_EXERCISE:_
Print the records again, matching each line exactly.

Point localization data
=== Section Start ===

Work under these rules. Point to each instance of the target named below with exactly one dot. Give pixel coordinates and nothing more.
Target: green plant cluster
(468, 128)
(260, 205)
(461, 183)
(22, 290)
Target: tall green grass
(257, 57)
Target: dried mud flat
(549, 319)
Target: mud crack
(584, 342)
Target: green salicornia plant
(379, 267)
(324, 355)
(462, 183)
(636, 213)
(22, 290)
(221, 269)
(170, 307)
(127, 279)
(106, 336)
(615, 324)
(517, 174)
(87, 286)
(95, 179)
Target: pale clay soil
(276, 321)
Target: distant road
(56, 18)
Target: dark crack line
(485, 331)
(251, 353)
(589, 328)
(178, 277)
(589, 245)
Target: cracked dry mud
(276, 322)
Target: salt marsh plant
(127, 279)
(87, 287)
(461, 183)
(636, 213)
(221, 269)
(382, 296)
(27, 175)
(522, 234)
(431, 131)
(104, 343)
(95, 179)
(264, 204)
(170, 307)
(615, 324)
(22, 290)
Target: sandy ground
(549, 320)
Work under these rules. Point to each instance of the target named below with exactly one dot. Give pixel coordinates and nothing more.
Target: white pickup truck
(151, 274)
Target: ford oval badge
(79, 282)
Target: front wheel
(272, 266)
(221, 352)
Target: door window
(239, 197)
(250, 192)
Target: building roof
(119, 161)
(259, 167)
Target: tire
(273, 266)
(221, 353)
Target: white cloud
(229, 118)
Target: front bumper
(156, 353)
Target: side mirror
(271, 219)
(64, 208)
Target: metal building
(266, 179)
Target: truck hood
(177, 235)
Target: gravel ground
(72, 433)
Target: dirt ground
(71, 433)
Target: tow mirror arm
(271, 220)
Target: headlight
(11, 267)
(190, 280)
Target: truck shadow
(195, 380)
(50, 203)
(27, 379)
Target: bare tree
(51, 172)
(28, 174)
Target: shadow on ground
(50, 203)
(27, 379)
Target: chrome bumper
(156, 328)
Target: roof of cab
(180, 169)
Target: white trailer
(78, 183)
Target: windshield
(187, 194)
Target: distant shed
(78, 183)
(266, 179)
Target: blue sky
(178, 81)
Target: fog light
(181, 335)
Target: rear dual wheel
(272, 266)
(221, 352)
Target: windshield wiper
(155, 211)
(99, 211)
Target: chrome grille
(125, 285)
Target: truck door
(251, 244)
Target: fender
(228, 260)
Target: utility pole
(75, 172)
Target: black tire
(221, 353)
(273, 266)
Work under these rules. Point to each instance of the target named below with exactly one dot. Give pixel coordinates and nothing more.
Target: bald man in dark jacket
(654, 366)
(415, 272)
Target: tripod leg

=== Section End ===

_SOLUTION FOR THIS PROBLEM:_
Work under these rules. Point to each instance of the target named below with exactly one dot. Give pixel coordinates and nothing more.
Target: green plant cluster
(468, 128)
(260, 205)
(461, 183)
(22, 290)
Target: tall green grass
(257, 57)
Target: dried mud flat
(549, 319)
Target: mud crack
(584, 342)
Target: green salicornia plant
(379, 267)
(324, 355)
(462, 183)
(636, 213)
(22, 290)
(221, 269)
(170, 307)
(127, 279)
(106, 336)
(615, 324)
(517, 174)
(87, 286)
(95, 179)
Target: pale clay soil
(276, 321)
Target: distant road
(56, 18)
Target: dark crack line
(485, 331)
(251, 353)
(589, 328)
(178, 277)
(589, 245)
Target: cracked dry mud
(276, 322)
Target: salt marsh plant
(127, 279)
(87, 287)
(461, 183)
(636, 213)
(221, 269)
(382, 296)
(27, 175)
(522, 234)
(431, 131)
(104, 343)
(95, 179)
(264, 204)
(170, 307)
(615, 324)
(22, 290)
Target: sandy ground
(549, 320)
Work under these rules. Point to each instance of the target named below with exactly one dot. Give pixel coordinates and nothing more.
Target: white pickup truck
(151, 274)
Target: ford oval badge
(79, 282)
Target: front wheel
(272, 266)
(221, 352)
Target: door window
(239, 197)
(250, 192)
Target: building roof
(119, 161)
(259, 167)
Target: tire
(273, 266)
(221, 353)
Target: white cloud
(229, 118)
Target: front bumper
(156, 353)
Target: side mirror
(271, 219)
(64, 208)
Target: metal building
(266, 179)
Target: truck hood
(177, 235)
Target: gravel ground
(72, 433)
Target: dirt ground
(71, 433)
Target: tow mirror arm
(271, 220)
Target: headlight
(11, 267)
(190, 280)
Target: truck shadow
(195, 380)
(50, 203)
(27, 379)
Target: bare tree
(51, 172)
(28, 174)
Target: shadow on ground
(50, 203)
(27, 379)
Target: chrome bumper
(156, 328)
Target: roof of cab
(180, 169)
Target: white trailer
(78, 183)
Target: windshield
(187, 194)
Target: distant shed
(78, 183)
(266, 179)
Target: blue sky
(178, 81)
Target: fog light
(181, 335)
Target: rear dual wheel
(272, 266)
(221, 352)
Target: windshield wiper
(155, 211)
(99, 211)
Target: chrome grille
(125, 285)
Target: truck door
(251, 244)
Target: fender
(228, 260)
Target: utility pole
(75, 172)
Target: black tire
(221, 353)
(273, 266)
Work under these rules. Point to each instance of the target named below with exactly one dot. Give pixel coordinates and nothing more.
Target: bald man in dark jacket
(654, 366)
(415, 272)
Target: tripod leg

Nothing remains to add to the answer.